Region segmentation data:
┄┄┄┄┄┄┄┄┄┄┄┄┄┄┄┄┄┄┄┄

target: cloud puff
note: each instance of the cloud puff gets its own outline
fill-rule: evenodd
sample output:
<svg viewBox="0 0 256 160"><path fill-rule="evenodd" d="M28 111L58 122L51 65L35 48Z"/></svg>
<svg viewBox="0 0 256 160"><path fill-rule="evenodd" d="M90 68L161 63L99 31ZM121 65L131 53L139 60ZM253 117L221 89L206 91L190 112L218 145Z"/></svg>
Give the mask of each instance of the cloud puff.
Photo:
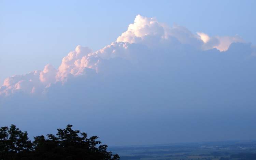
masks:
<svg viewBox="0 0 256 160"><path fill-rule="evenodd" d="M6 78L1 88L0 94L7 95L19 91L41 92L51 84L58 82L63 84L71 76L77 77L92 73L88 69L95 73L102 73L104 68L107 68L102 67L104 64L110 65L106 60L117 58L133 64L140 62L141 66L143 66L147 63L154 64L152 56L162 56L154 52L163 48L170 52L182 50L184 50L183 48L186 47L183 45L185 45L199 50L216 48L223 51L227 50L232 43L241 42L244 41L238 36L210 37L202 32L194 34L184 27L176 25L169 27L159 22L155 18L139 15L116 42L95 52L88 47L79 45L75 51L63 58L57 69L47 64L42 71L37 71ZM131 46L131 44L139 45ZM145 49L146 48L151 49ZM146 62L142 61L143 59L149 61L142 63Z"/></svg>
<svg viewBox="0 0 256 160"><path fill-rule="evenodd" d="M72 123L115 145L256 138L256 48L239 42L138 15L100 49L6 78L0 126L36 136Z"/></svg>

┄┄┄┄┄┄┄┄┄┄┄┄┄┄┄┄┄┄┄┄

[Task to complete]: Retype all of the data above word for word, leaving out the pictures.

[Answer below]:
target: cloud puff
note: each instance of the cloud puff gets its own outline
fill-rule: evenodd
sample output:
<svg viewBox="0 0 256 160"><path fill-rule="evenodd" d="M28 111L58 122L51 65L35 48Z"/></svg>
<svg viewBox="0 0 256 160"><path fill-rule="evenodd" d="M90 68L161 63L99 31ZM121 65L131 53L139 60ZM253 117L221 89L206 91L190 112L218 145Z"/></svg>
Give the mask of each instance of the cloud puff.
Photo:
masks:
<svg viewBox="0 0 256 160"><path fill-rule="evenodd" d="M6 78L1 88L0 94L7 95L19 91L41 92L51 84L58 82L63 84L71 76L77 77L92 73L88 69L95 73L102 73L104 68L107 68L102 67L104 64L110 65L106 60L117 58L133 64L140 62L141 66L143 66L147 63L154 64L152 56L162 56L154 52L163 48L170 52L182 50L184 50L183 48L186 47L183 45L185 45L199 50L216 48L223 51L227 50L232 43L241 42L244 41L238 36L210 37L202 32L194 34L184 27L176 25L169 27L159 22L155 18L139 15L116 42L95 52L88 47L79 45L75 51L63 58L57 69L47 64L42 71L37 71ZM131 46L131 44L139 45ZM145 49L146 48L151 49ZM146 62L142 61L143 59L149 61L142 63Z"/></svg>
<svg viewBox="0 0 256 160"><path fill-rule="evenodd" d="M72 123L115 145L256 138L256 48L239 42L138 15L100 49L6 78L0 126L36 136Z"/></svg>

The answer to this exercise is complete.